Reproduce the items verbatim, from the first line of the items through the line that contains "170L216 162L192 153L40", both ends included.
Start
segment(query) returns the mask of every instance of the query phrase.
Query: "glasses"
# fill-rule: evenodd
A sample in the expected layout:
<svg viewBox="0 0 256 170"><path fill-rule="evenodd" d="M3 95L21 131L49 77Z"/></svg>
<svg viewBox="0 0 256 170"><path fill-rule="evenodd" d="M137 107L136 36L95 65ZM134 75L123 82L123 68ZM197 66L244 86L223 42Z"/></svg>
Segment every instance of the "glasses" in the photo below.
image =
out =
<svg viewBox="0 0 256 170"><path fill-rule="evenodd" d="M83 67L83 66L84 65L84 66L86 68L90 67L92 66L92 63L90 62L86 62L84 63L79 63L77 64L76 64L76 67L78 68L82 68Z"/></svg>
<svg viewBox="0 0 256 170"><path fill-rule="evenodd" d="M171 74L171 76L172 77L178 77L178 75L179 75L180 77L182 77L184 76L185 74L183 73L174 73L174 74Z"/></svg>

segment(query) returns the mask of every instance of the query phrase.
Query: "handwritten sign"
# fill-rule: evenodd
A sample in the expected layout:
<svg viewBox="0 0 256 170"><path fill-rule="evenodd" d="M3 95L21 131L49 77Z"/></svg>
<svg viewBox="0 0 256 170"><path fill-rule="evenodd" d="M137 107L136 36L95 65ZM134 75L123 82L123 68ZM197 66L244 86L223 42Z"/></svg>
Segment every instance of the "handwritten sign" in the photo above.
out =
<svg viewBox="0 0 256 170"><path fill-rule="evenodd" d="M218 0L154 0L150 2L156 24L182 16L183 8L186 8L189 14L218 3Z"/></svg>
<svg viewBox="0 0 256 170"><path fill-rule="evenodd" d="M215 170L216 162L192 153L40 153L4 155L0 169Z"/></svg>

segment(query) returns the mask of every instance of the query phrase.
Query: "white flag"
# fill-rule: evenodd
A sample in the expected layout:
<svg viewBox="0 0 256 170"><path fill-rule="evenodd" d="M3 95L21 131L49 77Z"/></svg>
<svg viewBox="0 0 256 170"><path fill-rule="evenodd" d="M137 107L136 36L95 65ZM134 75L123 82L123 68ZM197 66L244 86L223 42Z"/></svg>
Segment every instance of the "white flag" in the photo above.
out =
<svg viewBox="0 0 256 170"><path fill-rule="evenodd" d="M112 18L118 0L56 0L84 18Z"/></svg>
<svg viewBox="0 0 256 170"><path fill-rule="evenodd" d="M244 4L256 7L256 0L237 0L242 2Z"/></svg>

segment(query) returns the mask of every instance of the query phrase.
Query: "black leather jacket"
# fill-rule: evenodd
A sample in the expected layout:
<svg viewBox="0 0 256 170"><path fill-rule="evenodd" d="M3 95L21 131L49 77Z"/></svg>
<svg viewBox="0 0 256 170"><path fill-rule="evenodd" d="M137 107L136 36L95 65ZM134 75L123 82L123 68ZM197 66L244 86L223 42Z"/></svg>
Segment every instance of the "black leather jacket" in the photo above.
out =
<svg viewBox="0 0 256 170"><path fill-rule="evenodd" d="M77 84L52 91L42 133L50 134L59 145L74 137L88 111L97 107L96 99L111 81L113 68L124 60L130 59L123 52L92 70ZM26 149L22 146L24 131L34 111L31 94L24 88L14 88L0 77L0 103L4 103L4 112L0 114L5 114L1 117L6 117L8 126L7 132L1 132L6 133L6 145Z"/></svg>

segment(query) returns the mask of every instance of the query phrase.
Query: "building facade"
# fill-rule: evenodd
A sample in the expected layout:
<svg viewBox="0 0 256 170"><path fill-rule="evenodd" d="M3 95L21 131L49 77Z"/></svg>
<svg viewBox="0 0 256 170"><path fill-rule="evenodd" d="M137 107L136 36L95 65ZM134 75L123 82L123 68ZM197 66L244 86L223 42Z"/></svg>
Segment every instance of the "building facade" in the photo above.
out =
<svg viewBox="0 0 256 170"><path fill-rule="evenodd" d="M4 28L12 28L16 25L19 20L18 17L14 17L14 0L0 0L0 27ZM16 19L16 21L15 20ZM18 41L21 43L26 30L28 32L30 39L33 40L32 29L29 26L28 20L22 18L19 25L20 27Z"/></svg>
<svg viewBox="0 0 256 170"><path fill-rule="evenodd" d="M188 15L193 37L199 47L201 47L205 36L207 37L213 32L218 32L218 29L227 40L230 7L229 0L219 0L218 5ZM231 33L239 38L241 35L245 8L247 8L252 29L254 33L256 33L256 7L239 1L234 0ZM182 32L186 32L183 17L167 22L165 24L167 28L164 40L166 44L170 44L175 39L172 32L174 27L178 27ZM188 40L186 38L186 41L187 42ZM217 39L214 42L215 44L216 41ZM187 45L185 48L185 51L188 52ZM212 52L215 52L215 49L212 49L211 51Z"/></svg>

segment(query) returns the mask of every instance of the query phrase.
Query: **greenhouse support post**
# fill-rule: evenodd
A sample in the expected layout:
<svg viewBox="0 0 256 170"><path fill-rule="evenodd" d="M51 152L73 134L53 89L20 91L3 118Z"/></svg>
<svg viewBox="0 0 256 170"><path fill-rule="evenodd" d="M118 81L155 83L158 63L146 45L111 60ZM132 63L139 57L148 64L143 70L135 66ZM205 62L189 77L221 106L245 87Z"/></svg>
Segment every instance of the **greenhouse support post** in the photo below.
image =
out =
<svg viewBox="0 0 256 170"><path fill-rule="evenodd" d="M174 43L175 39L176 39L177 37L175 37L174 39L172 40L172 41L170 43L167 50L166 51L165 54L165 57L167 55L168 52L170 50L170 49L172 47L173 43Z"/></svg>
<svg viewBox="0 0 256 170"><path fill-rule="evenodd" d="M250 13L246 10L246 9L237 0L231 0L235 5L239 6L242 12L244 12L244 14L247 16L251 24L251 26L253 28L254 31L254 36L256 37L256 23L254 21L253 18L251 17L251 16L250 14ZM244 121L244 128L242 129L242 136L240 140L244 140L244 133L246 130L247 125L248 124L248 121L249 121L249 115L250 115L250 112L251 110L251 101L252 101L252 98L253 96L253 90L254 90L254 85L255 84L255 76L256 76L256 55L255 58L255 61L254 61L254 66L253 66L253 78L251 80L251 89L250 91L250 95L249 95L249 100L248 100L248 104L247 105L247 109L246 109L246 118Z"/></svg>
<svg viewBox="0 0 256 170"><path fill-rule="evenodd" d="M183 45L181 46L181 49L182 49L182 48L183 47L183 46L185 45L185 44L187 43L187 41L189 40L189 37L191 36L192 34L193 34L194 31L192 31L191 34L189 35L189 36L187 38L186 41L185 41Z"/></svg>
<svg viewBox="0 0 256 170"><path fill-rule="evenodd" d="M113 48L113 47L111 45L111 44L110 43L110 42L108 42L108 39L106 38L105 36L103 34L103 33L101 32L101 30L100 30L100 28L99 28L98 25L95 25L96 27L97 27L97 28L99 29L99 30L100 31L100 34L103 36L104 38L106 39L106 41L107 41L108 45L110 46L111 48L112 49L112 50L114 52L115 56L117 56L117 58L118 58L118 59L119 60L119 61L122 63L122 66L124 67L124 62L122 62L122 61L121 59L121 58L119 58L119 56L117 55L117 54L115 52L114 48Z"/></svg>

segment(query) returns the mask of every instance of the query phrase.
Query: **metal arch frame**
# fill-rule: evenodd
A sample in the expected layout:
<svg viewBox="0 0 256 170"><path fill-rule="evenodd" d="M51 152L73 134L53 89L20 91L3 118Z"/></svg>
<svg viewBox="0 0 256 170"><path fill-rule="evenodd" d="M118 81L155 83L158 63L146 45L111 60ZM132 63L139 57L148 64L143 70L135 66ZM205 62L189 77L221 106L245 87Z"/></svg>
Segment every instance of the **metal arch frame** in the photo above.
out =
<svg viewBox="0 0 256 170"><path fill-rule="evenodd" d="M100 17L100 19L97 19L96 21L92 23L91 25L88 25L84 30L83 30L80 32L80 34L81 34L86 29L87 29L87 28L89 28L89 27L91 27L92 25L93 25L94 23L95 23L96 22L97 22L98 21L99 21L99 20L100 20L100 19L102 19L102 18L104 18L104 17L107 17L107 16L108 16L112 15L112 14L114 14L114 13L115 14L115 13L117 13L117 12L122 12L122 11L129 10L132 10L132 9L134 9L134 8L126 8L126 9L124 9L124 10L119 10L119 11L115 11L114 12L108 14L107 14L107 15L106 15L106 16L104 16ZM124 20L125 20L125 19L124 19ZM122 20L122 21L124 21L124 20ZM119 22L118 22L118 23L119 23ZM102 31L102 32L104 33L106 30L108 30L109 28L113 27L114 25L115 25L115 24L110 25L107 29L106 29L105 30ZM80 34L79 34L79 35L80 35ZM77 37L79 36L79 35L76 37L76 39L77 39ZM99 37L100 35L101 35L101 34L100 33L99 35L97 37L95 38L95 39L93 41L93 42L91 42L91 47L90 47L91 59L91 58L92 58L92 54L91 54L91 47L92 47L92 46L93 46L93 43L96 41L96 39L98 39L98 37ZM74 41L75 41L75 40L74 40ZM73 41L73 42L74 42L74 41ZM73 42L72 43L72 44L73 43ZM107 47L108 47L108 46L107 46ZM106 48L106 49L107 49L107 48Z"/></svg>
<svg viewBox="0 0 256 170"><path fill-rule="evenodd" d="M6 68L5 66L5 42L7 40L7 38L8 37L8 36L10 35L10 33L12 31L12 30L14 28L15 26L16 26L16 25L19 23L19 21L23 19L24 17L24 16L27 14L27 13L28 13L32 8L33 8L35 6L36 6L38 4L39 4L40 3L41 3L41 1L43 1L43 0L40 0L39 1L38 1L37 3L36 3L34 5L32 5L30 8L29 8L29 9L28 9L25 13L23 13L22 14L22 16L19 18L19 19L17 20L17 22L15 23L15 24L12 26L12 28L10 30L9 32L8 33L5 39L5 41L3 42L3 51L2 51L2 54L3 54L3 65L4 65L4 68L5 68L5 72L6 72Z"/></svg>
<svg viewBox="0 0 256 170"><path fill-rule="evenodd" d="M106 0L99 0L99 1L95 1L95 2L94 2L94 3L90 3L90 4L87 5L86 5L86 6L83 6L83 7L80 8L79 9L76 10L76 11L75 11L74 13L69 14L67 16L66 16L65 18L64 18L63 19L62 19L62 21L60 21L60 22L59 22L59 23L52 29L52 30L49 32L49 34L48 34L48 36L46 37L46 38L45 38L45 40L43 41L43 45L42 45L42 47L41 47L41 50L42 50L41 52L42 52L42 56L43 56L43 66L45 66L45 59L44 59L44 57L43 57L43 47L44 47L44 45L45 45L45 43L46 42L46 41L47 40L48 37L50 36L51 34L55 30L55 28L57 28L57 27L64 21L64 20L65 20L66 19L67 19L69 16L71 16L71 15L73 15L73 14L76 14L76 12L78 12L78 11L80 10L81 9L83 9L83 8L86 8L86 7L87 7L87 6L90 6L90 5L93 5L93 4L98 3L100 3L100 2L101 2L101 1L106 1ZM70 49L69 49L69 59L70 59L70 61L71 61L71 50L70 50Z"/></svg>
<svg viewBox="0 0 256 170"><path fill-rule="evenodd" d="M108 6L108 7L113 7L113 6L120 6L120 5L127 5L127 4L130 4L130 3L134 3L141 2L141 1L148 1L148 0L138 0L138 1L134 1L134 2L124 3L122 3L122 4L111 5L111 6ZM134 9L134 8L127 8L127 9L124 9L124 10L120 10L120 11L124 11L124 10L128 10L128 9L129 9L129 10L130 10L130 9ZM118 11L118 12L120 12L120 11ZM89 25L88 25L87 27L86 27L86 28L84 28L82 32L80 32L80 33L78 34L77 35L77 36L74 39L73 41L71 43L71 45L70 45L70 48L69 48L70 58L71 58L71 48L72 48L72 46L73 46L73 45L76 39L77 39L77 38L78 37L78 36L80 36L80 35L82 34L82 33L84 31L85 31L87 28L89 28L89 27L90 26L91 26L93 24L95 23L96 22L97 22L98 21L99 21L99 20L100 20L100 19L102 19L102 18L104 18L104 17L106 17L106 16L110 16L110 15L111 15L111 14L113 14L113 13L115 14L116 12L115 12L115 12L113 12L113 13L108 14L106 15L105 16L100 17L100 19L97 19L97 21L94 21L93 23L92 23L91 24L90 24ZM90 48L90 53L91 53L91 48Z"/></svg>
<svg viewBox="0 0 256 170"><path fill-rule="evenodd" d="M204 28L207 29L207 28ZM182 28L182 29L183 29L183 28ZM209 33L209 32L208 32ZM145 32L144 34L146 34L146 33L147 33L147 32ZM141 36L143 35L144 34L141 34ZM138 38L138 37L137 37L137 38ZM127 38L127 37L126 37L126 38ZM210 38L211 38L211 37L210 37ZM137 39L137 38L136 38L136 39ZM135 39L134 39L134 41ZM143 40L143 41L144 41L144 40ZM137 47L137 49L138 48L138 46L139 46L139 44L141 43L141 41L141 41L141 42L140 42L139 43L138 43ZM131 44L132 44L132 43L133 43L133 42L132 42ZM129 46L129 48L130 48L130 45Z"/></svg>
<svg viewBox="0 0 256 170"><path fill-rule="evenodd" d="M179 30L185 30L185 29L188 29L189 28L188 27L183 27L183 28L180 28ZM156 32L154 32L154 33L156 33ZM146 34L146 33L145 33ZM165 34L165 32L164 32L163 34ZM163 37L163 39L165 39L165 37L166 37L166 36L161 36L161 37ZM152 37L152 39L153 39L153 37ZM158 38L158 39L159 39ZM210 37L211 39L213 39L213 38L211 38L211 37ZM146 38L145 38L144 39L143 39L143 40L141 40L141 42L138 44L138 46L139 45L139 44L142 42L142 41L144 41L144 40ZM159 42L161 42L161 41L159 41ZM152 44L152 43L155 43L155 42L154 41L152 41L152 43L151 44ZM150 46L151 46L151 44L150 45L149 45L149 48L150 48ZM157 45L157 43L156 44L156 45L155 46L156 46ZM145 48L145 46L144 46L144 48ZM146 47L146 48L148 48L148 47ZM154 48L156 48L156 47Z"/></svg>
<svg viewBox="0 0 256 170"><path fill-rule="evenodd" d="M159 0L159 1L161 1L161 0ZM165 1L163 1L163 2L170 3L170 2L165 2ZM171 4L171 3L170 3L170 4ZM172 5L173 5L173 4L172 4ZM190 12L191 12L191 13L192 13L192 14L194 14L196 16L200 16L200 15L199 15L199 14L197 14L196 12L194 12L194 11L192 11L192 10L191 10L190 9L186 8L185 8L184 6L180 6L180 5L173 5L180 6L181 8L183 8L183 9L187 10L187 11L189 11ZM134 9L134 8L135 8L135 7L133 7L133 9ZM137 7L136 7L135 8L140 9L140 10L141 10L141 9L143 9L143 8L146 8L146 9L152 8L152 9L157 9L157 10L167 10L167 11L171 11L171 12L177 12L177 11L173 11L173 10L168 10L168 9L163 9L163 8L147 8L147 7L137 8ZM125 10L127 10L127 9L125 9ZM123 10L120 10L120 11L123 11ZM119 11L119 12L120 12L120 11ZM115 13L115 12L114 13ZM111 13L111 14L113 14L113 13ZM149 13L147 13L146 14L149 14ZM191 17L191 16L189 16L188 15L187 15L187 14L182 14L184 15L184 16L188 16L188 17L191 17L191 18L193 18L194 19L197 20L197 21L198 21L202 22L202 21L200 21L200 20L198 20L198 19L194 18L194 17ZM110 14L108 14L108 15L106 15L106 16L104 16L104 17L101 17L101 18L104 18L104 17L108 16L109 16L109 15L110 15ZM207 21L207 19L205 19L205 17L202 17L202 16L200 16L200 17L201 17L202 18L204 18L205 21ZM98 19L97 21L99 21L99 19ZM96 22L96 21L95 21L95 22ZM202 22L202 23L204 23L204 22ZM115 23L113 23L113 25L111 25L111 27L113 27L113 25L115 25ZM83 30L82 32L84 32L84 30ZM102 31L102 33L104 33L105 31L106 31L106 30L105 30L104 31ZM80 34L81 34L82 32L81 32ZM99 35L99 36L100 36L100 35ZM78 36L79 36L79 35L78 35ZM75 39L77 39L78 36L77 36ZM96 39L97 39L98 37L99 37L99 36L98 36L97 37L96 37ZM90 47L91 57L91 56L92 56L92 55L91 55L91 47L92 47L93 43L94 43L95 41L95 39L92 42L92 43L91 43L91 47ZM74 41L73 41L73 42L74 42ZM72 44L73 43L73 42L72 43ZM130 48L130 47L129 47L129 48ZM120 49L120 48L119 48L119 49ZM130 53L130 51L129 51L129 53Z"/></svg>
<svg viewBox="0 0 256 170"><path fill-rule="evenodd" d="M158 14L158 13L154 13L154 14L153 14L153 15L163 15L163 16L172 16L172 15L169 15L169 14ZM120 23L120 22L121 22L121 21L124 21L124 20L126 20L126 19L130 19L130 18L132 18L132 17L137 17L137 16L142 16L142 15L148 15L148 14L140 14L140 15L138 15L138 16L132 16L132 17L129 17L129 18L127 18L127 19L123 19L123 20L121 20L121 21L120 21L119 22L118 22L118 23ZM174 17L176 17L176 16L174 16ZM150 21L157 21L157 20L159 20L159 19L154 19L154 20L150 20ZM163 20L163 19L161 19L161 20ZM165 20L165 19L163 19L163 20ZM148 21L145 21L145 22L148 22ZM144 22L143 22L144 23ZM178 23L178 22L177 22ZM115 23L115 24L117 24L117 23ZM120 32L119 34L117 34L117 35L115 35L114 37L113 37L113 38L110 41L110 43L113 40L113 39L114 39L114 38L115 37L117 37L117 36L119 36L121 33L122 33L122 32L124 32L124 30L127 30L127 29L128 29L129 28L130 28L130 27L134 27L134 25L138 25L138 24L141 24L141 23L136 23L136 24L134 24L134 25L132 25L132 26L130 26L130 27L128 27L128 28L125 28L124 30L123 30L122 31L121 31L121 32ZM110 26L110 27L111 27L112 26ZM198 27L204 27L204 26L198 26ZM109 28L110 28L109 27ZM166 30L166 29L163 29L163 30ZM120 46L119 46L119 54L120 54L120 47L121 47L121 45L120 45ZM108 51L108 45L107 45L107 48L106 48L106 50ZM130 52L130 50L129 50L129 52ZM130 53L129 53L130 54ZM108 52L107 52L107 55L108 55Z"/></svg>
End
● Response to the task:
segment(query) returns the mask of every instance of the query phrase.
Query: "glasses"
# fill-rule: evenodd
A sample in the expected layout:
<svg viewBox="0 0 256 170"><path fill-rule="evenodd" d="M3 95L21 131L49 77Z"/></svg>
<svg viewBox="0 0 256 170"><path fill-rule="evenodd" d="M137 107L136 36L95 65ZM134 75L123 82L123 68ZM197 66L244 86L223 42Z"/></svg>
Segment every instance of the "glasses" in the photo below.
image =
out =
<svg viewBox="0 0 256 170"><path fill-rule="evenodd" d="M83 67L83 66L84 65L84 66L86 68L90 67L92 66L92 63L90 62L86 62L84 63L79 63L77 64L76 64L76 67L78 68L82 68Z"/></svg>
<svg viewBox="0 0 256 170"><path fill-rule="evenodd" d="M171 74L171 76L172 77L178 77L178 75L179 75L180 77L182 77L184 76L185 74L183 73L174 73L174 74Z"/></svg>

segment(query) returns the mask of every instance of the query phrase.
Query: "handwritten sign"
# fill-rule: evenodd
A sample in the expected layout:
<svg viewBox="0 0 256 170"><path fill-rule="evenodd" d="M3 95L21 131L49 77Z"/></svg>
<svg viewBox="0 0 256 170"><path fill-rule="evenodd" d="M137 107L136 36L95 65ZM134 75L123 82L123 68ZM197 66L244 86L223 42Z"/></svg>
Segment every instance of the "handwritten sign" in the photo above.
out =
<svg viewBox="0 0 256 170"><path fill-rule="evenodd" d="M218 0L154 0L150 2L156 24L182 16L183 8L186 8L189 14L218 3Z"/></svg>
<svg viewBox="0 0 256 170"><path fill-rule="evenodd" d="M215 170L216 162L192 153L40 153L4 155L0 169Z"/></svg>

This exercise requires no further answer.